◆ **Your assignment**: Could you copy every line of the data that contains the word "reflection"?

◆ **Excerpted records**:

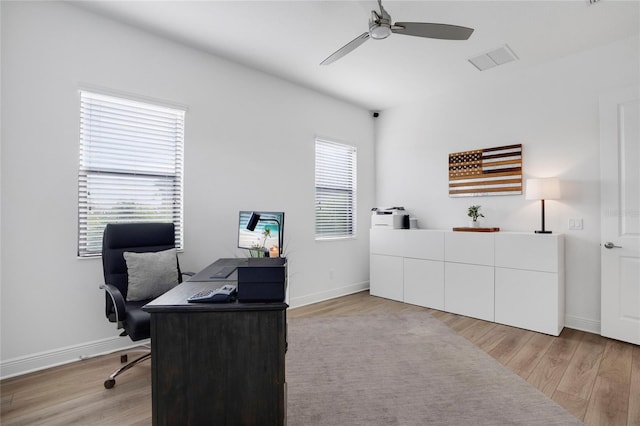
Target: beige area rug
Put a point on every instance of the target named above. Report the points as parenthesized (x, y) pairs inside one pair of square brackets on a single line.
[(406, 369)]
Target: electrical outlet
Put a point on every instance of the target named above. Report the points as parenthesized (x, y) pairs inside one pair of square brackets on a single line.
[(575, 223)]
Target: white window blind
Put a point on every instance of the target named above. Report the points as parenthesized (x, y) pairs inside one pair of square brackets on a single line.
[(335, 190), (131, 166)]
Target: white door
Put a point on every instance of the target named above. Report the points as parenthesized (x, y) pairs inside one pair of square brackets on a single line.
[(620, 214)]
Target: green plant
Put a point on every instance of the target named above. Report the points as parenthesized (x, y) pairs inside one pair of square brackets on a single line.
[(474, 213)]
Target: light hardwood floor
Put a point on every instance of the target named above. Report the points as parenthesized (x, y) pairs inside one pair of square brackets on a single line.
[(595, 378)]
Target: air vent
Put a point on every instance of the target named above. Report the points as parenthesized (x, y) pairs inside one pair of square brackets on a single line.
[(495, 57)]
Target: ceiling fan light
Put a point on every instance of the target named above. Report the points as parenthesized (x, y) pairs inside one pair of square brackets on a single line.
[(379, 32)]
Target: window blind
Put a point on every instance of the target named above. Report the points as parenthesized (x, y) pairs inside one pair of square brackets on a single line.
[(131, 166), (335, 190)]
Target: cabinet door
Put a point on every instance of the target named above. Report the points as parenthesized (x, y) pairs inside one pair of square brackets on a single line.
[(424, 244), (536, 252), (386, 277), (387, 241), (529, 299), (469, 247), (424, 283), (469, 290)]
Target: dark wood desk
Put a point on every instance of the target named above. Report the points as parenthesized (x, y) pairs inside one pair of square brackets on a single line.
[(217, 364)]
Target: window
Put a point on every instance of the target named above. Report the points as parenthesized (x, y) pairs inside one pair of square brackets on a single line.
[(131, 166), (335, 190)]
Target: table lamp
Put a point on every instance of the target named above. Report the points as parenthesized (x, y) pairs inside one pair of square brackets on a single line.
[(543, 189)]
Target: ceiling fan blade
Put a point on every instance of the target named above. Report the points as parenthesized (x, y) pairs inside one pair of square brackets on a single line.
[(429, 30), (346, 49)]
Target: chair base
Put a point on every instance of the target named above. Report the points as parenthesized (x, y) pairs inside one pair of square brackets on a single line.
[(111, 381)]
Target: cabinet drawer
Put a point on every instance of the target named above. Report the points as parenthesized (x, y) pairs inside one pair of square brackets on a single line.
[(424, 244), (469, 247), (386, 277), (534, 252), (424, 283), (386, 241), (469, 290), (529, 299)]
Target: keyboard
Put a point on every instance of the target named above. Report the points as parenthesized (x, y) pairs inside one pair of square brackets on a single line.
[(224, 294), (223, 272)]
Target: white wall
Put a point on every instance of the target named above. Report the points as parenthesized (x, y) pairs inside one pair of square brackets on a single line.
[(552, 110), (249, 145)]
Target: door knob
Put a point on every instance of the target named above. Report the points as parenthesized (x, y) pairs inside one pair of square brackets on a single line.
[(611, 245)]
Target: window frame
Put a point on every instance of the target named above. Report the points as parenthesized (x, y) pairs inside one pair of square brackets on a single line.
[(116, 133), (338, 180)]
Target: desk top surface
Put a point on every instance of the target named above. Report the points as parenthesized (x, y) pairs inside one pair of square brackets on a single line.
[(176, 299)]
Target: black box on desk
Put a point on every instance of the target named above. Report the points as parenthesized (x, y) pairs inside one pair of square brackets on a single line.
[(262, 280)]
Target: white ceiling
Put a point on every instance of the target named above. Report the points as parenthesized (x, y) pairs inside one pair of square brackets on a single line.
[(290, 38)]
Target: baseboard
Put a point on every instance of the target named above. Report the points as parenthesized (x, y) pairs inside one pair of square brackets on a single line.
[(582, 324), (297, 302), (40, 361)]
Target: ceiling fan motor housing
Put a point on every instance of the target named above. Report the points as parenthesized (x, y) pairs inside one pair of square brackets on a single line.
[(379, 28)]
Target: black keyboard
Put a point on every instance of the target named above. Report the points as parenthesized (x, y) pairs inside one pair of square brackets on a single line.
[(223, 272), (224, 294)]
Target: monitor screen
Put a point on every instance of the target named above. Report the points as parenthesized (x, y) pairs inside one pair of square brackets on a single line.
[(261, 231)]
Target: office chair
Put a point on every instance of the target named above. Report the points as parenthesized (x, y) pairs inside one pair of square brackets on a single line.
[(128, 314)]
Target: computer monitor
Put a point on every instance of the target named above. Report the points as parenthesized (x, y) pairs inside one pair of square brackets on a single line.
[(261, 231)]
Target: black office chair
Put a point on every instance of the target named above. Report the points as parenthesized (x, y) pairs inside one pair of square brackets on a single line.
[(136, 238)]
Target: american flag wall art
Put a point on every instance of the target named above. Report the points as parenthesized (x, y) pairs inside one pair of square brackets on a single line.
[(489, 171)]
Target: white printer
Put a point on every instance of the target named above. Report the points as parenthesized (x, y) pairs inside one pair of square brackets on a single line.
[(392, 218)]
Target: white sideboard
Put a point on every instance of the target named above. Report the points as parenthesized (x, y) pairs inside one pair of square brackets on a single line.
[(513, 278)]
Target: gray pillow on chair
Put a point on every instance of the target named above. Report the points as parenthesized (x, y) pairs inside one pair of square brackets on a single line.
[(151, 274)]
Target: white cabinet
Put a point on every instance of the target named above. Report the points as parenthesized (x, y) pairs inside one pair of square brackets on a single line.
[(507, 277), (469, 290), (469, 280), (419, 279), (386, 277), (424, 283), (529, 282)]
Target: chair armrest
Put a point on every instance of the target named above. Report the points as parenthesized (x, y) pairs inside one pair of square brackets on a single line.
[(115, 312)]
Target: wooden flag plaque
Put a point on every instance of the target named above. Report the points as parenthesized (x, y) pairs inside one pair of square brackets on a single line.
[(489, 171)]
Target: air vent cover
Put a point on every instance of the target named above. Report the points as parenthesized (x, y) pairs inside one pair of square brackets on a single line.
[(499, 56)]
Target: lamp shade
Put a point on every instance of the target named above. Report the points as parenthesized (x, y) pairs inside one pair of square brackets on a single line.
[(543, 189)]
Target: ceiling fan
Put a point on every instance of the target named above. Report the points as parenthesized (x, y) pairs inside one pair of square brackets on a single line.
[(380, 27)]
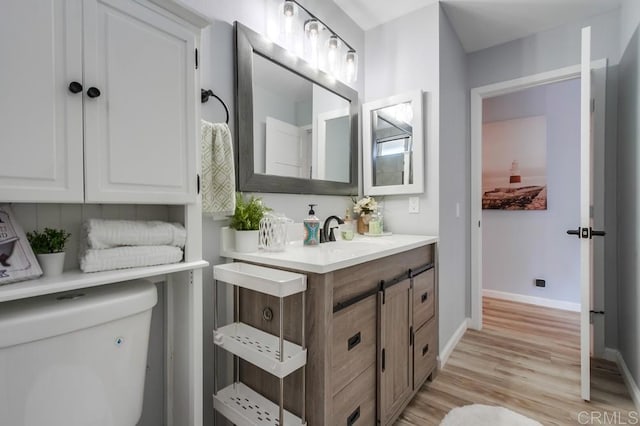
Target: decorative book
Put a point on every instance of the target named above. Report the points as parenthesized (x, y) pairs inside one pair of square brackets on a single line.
[(17, 261)]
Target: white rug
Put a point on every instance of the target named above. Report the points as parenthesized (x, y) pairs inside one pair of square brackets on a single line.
[(485, 415)]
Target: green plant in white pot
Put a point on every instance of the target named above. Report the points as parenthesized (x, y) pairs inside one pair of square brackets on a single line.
[(48, 246), (246, 222)]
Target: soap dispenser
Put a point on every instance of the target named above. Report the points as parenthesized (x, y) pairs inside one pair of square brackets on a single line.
[(311, 228)]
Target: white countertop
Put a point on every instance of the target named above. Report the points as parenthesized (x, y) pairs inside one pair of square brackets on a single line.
[(330, 256)]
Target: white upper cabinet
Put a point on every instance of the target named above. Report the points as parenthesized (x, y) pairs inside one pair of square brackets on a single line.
[(40, 119), (139, 133), (129, 135)]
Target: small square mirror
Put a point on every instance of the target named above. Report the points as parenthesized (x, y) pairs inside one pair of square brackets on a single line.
[(393, 145)]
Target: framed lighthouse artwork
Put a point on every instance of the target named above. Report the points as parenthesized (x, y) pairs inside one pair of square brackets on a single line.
[(514, 164), (17, 261)]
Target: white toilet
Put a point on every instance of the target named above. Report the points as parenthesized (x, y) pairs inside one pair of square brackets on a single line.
[(76, 358)]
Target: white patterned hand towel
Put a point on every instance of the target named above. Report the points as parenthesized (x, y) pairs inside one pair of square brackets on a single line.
[(218, 170), (102, 233), (128, 257)]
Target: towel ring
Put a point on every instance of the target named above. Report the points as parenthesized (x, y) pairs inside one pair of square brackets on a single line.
[(204, 97)]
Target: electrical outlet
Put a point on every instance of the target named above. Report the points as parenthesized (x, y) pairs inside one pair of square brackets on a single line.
[(414, 205)]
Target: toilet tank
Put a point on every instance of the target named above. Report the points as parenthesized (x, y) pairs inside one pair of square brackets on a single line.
[(76, 358)]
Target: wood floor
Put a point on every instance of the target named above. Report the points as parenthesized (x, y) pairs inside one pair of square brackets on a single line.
[(527, 359)]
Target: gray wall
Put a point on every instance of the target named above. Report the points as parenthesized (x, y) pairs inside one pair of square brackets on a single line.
[(629, 178), (454, 273), (544, 51), (218, 75), (551, 50), (520, 246)]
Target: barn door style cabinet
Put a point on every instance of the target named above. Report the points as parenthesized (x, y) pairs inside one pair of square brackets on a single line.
[(371, 332), (98, 102)]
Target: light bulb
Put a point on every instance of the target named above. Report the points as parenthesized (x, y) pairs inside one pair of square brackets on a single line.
[(289, 12), (351, 66), (312, 29), (333, 47)]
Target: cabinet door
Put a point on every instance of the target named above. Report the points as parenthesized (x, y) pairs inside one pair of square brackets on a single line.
[(395, 370), (140, 132), (40, 119)]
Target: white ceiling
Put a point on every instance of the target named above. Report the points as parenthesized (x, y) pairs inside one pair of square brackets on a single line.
[(482, 23)]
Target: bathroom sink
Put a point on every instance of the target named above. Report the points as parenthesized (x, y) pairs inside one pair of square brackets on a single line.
[(333, 255)]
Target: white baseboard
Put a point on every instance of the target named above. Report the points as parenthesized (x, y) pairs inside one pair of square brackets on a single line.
[(451, 344), (610, 354), (532, 300), (632, 386)]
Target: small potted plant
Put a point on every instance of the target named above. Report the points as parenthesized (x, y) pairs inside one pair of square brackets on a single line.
[(363, 209), (48, 246), (246, 222)]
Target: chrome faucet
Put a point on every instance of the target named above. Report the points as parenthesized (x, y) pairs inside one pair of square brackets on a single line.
[(326, 233)]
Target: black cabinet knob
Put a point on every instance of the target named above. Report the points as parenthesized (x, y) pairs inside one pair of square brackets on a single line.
[(93, 92), (75, 87)]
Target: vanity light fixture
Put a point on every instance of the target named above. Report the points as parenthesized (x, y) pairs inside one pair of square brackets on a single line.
[(339, 59)]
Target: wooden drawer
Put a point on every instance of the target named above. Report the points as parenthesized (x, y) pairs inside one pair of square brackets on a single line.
[(425, 348), (424, 297), (356, 403), (354, 341)]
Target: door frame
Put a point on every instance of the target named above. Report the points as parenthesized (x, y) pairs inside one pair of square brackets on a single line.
[(478, 94)]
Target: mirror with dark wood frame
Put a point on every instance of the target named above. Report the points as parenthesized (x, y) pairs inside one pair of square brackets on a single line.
[(296, 126)]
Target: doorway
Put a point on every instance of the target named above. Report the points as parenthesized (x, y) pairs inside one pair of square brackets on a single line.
[(531, 195), (477, 96)]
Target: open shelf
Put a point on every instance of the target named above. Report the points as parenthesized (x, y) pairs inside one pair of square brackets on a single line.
[(243, 406), (271, 281), (260, 349), (72, 280)]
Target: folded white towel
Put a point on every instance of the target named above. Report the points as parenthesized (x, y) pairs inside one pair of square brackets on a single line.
[(218, 170), (128, 257), (102, 234)]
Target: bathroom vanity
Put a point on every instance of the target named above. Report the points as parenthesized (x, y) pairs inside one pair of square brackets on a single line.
[(371, 326)]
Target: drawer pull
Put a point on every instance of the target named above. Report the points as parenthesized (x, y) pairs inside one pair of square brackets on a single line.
[(425, 350), (354, 341), (353, 417)]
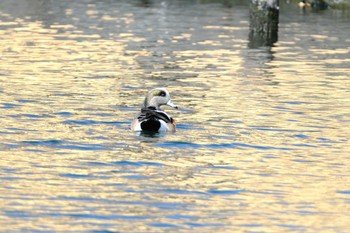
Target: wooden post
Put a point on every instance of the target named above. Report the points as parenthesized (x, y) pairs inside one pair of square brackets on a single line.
[(263, 23)]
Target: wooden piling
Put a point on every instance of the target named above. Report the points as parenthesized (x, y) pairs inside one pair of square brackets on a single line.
[(263, 26)]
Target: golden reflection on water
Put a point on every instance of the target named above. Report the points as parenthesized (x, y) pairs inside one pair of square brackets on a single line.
[(262, 141)]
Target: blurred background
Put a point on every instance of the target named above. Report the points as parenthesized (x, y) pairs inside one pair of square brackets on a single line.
[(262, 140)]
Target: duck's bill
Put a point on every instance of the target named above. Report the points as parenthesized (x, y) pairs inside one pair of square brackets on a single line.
[(171, 104)]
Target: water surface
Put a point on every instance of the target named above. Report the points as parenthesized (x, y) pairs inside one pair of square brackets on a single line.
[(263, 133)]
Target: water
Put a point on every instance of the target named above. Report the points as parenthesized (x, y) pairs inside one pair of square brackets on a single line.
[(263, 134)]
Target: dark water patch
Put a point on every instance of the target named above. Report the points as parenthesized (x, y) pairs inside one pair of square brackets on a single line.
[(163, 225), (101, 217), (302, 136), (75, 176), (282, 130), (136, 177), (302, 161), (185, 145), (43, 142), (181, 192), (9, 105), (195, 224), (181, 216), (66, 114), (291, 227), (71, 198), (97, 164), (92, 122), (345, 192), (304, 145), (26, 101), (83, 146), (36, 116), (225, 192), (62, 144)]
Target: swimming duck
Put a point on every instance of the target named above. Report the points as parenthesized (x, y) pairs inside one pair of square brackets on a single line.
[(304, 4), (152, 118)]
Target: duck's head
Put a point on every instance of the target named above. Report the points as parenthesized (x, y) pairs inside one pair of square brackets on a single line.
[(157, 97)]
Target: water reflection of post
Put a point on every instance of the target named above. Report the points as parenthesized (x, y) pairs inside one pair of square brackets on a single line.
[(263, 23)]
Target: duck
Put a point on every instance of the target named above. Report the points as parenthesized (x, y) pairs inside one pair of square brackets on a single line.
[(304, 4), (152, 118)]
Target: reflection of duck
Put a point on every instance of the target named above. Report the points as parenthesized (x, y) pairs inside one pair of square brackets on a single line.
[(303, 4), (152, 118)]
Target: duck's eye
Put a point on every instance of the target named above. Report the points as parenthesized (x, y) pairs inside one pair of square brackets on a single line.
[(162, 93)]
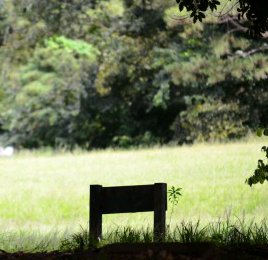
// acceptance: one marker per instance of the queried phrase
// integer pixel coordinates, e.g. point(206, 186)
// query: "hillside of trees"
point(121, 73)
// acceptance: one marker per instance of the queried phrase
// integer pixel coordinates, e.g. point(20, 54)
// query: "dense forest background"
point(121, 73)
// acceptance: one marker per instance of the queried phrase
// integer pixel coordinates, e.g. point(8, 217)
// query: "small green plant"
point(173, 196)
point(261, 173)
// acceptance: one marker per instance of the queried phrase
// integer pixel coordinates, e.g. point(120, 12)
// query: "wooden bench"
point(126, 199)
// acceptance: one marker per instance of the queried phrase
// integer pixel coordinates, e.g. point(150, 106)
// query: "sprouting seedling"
point(173, 196)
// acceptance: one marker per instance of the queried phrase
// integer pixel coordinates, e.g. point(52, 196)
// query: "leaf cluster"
point(254, 11)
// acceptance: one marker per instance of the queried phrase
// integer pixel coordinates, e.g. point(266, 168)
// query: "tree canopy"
point(254, 11)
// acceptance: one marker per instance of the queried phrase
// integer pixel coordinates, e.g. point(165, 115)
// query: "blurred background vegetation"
point(123, 73)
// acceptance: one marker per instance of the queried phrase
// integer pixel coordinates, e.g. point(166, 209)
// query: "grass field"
point(42, 193)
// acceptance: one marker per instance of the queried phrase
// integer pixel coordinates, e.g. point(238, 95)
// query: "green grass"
point(43, 192)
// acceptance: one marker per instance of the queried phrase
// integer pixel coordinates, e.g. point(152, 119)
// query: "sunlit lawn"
point(41, 192)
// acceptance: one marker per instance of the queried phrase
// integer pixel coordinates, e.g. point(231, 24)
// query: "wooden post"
point(160, 205)
point(95, 219)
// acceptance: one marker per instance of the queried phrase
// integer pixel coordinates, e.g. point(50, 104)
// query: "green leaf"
point(259, 132)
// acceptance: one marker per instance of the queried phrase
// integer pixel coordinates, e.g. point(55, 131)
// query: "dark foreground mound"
point(154, 251)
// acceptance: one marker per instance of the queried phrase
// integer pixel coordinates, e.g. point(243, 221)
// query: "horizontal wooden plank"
point(123, 199)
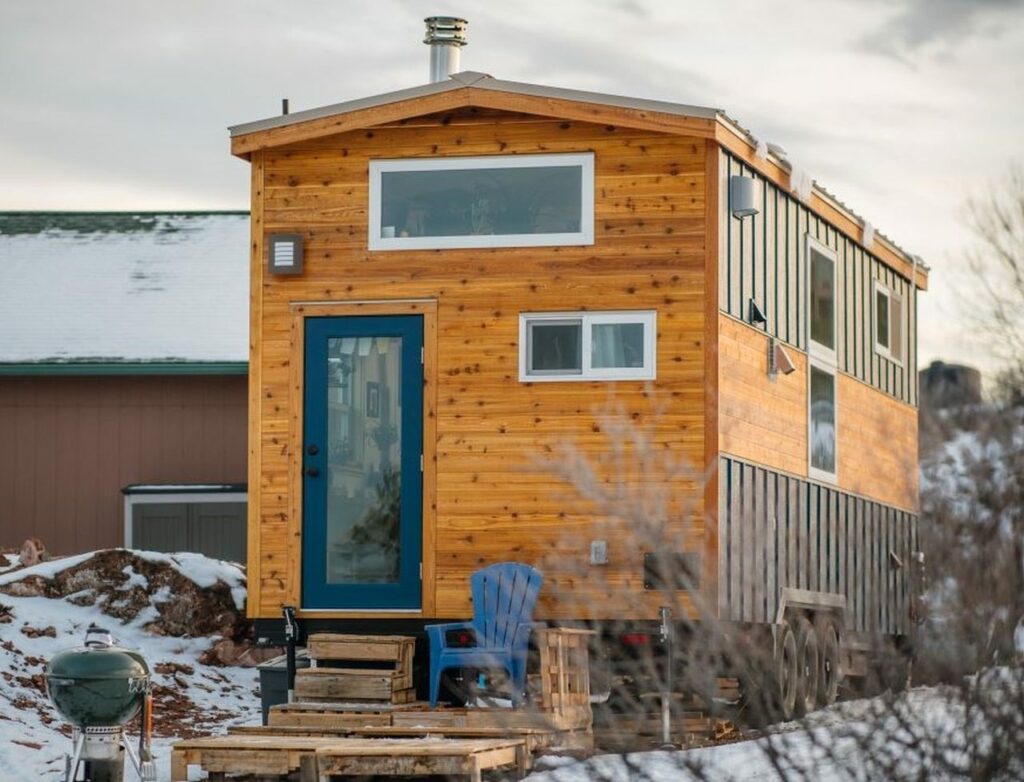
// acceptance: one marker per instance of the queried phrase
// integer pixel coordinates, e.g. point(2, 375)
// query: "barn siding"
point(72, 443)
point(762, 268)
point(835, 542)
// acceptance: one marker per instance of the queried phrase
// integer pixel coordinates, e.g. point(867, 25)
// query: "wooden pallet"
point(259, 755)
point(536, 739)
point(321, 756)
point(564, 669)
point(336, 715)
point(568, 719)
point(449, 757)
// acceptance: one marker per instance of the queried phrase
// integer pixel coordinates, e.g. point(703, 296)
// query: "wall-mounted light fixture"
point(778, 360)
point(742, 197)
point(284, 254)
point(755, 315)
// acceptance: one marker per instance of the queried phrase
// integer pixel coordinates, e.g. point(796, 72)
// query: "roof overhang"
point(480, 90)
point(82, 368)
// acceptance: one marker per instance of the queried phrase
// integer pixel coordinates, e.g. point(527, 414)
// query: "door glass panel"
point(364, 458)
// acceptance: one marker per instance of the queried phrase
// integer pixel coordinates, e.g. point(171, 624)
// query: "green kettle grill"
point(98, 688)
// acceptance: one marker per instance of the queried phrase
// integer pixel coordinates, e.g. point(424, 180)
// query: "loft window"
point(821, 292)
point(822, 422)
point(587, 346)
point(493, 201)
point(888, 323)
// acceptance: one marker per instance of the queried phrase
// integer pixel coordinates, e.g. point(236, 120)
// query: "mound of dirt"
point(169, 595)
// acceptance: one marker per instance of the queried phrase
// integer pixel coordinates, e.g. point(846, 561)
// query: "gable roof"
point(478, 82)
point(470, 88)
point(118, 293)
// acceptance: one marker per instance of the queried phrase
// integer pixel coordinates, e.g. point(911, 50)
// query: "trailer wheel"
point(832, 672)
point(784, 688)
point(808, 667)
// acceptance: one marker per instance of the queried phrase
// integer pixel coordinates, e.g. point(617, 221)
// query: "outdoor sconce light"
point(778, 360)
point(284, 255)
point(755, 315)
point(742, 197)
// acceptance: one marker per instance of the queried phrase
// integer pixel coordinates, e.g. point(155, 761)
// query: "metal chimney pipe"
point(445, 36)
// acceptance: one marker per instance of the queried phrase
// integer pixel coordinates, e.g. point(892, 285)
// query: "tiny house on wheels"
point(454, 279)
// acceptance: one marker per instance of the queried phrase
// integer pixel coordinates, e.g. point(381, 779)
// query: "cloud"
point(922, 24)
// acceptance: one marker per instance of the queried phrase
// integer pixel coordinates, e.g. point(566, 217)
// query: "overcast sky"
point(900, 107)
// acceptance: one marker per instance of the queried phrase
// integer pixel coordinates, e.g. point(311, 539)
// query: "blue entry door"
point(361, 459)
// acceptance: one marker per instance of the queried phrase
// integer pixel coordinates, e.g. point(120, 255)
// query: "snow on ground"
point(923, 734)
point(46, 608)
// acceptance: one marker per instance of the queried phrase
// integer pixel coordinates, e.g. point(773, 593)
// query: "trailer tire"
point(832, 665)
point(783, 689)
point(808, 667)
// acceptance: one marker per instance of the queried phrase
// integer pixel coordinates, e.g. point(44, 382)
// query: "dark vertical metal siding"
point(780, 531)
point(71, 443)
point(764, 257)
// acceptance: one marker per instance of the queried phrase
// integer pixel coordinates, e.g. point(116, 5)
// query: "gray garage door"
point(216, 529)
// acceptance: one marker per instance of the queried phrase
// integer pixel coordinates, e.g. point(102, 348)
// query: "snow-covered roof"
point(115, 289)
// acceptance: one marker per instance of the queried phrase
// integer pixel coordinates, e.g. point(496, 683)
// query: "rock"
point(33, 552)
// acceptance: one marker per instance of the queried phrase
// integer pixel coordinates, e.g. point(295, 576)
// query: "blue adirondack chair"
point(504, 596)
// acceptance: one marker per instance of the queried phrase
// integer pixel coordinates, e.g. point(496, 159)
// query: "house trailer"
point(453, 280)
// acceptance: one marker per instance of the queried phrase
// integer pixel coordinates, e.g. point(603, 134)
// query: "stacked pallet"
point(357, 669)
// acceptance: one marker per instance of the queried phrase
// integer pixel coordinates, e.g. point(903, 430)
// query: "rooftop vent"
point(445, 36)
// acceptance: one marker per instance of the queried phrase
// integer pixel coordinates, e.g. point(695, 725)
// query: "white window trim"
point(882, 350)
point(814, 472)
point(584, 236)
point(816, 349)
point(177, 497)
point(588, 319)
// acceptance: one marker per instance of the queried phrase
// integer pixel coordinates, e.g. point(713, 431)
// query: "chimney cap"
point(445, 30)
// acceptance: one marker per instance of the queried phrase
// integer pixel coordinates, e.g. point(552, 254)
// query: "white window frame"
point(816, 349)
point(814, 472)
point(584, 236)
point(882, 350)
point(587, 320)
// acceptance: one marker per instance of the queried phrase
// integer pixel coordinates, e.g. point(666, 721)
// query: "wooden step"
point(354, 684)
point(320, 756)
point(397, 650)
point(449, 757)
point(336, 715)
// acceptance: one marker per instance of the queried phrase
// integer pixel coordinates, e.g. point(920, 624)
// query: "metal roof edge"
point(584, 96)
point(321, 113)
point(473, 79)
point(141, 213)
point(82, 368)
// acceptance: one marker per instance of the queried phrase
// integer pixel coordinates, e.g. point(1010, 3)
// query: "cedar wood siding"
point(492, 503)
point(72, 443)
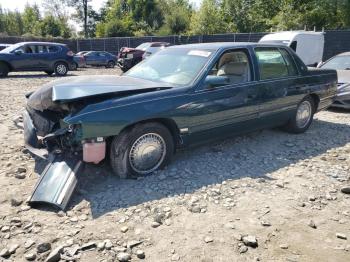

◆ **Exercise result**:
Target: golden reflection on water
Target: water reflection of post
Target: reflection of duck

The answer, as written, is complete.